What you will do> Please find the lines in the following records that hold "windshield", and copy them.

>>>>>

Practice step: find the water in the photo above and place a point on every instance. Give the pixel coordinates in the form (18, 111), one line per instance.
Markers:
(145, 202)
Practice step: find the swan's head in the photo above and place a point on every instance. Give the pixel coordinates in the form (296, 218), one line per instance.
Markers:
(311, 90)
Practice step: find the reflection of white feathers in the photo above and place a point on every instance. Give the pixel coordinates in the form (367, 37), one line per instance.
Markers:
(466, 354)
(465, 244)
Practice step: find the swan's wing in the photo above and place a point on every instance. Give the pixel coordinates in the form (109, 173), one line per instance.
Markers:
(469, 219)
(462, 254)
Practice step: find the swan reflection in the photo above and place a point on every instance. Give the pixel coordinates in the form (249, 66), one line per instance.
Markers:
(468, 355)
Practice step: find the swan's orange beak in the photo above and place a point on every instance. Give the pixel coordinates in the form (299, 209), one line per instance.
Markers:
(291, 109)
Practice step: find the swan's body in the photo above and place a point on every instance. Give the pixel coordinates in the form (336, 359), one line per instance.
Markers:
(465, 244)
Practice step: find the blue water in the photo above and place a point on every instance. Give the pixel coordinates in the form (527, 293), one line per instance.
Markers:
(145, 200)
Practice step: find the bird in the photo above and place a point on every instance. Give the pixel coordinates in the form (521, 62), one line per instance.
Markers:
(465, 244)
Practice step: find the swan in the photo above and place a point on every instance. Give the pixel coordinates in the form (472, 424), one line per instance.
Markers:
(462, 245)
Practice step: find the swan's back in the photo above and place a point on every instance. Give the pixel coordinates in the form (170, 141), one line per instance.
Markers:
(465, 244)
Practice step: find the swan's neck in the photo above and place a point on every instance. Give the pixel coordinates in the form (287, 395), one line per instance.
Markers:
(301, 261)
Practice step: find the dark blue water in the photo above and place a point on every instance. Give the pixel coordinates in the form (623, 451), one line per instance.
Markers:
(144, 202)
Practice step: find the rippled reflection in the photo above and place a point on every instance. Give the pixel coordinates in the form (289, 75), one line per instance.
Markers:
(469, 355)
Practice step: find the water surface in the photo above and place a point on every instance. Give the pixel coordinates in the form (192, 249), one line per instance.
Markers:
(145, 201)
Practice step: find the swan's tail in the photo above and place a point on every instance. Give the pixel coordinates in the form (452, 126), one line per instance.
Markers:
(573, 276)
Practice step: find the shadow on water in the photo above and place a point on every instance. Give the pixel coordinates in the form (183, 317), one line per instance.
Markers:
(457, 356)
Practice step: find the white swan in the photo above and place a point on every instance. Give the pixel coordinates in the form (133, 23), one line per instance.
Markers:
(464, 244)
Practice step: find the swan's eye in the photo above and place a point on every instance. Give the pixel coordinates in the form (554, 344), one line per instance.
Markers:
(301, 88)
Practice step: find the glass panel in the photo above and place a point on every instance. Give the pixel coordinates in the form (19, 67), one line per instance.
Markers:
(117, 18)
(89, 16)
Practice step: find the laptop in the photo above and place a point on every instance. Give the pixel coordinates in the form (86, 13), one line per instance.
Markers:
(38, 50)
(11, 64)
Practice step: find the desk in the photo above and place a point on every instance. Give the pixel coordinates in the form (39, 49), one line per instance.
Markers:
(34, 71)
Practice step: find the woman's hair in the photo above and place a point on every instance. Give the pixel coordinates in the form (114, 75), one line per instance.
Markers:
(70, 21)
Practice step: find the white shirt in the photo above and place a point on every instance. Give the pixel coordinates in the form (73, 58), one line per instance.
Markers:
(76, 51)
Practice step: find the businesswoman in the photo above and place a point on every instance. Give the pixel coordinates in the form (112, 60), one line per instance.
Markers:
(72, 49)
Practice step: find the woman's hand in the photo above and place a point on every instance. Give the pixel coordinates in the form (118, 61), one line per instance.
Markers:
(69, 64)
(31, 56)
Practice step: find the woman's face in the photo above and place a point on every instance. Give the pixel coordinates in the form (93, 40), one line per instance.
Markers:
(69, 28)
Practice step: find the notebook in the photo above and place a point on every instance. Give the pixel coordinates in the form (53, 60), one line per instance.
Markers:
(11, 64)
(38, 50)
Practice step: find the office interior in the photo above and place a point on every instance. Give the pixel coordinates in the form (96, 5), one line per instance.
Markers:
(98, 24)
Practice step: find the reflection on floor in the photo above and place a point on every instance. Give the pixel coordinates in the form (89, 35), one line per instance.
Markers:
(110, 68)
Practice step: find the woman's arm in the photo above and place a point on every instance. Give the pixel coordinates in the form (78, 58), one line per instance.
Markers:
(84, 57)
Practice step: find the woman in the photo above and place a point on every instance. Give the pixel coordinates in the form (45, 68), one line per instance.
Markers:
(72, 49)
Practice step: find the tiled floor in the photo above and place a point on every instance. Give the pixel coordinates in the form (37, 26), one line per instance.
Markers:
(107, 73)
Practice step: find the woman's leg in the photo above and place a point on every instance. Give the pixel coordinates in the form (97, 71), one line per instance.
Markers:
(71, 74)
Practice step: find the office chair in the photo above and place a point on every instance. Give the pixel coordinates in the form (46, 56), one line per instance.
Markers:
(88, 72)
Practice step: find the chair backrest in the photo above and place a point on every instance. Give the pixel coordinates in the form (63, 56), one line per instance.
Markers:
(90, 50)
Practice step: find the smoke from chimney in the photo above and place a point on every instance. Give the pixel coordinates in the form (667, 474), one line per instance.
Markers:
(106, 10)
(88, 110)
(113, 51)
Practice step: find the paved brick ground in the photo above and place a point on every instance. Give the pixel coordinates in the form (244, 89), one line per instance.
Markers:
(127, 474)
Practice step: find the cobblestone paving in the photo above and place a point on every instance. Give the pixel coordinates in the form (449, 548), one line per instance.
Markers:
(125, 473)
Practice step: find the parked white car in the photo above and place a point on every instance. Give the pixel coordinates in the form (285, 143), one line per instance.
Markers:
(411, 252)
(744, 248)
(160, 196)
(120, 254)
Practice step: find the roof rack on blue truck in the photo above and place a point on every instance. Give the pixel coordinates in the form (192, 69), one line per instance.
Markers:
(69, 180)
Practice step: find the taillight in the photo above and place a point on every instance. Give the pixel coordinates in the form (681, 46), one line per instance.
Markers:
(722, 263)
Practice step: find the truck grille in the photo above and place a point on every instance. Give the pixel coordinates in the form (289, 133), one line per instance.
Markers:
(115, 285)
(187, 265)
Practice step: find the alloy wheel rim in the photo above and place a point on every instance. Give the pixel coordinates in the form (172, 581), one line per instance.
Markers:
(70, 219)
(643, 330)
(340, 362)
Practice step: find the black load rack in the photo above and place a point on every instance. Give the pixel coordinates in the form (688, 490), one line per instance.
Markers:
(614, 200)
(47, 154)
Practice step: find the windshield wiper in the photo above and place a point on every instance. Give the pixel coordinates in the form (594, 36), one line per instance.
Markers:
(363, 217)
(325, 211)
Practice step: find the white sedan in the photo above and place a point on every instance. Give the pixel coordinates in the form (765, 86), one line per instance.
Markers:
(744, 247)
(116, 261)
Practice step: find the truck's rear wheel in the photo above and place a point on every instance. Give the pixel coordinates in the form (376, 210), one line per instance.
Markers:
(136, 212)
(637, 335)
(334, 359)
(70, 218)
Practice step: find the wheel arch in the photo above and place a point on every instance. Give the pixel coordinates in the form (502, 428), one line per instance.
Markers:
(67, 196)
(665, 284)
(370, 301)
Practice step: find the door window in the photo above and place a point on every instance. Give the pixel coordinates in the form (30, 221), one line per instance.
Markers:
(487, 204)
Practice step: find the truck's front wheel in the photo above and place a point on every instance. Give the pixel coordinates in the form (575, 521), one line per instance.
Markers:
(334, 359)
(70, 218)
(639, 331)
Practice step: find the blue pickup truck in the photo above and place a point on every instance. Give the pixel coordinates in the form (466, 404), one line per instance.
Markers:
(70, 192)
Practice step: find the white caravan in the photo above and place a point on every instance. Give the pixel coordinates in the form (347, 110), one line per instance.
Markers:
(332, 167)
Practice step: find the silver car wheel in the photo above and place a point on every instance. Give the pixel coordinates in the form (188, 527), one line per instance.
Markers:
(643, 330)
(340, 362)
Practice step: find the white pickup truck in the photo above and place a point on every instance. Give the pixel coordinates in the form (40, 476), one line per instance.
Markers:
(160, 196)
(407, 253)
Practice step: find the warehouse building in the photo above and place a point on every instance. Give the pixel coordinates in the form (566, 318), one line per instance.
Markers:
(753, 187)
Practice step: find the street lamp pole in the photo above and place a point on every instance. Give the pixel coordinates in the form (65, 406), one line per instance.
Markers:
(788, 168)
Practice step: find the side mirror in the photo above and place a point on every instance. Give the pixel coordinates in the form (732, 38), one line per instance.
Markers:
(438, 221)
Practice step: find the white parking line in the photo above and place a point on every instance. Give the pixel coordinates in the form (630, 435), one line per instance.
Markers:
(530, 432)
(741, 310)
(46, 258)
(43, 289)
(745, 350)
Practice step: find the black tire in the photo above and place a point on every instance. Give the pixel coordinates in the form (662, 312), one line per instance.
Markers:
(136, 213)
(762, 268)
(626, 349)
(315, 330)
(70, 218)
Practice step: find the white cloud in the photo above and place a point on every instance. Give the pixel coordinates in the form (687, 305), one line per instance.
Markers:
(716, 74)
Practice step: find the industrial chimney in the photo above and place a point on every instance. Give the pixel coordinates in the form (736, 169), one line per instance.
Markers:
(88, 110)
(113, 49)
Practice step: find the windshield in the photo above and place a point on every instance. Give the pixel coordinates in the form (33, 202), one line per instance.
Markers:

<<<<<

Task result>
Practice step: find the windshield wiper in the photo above and place a point on every instance. Give the pixel coordinates in the form (594, 36), one line per instance.
Practice step: find the windshield in the photo above and place a point on every instance. Give the pixel coordinates in the form (33, 202), one line per instance.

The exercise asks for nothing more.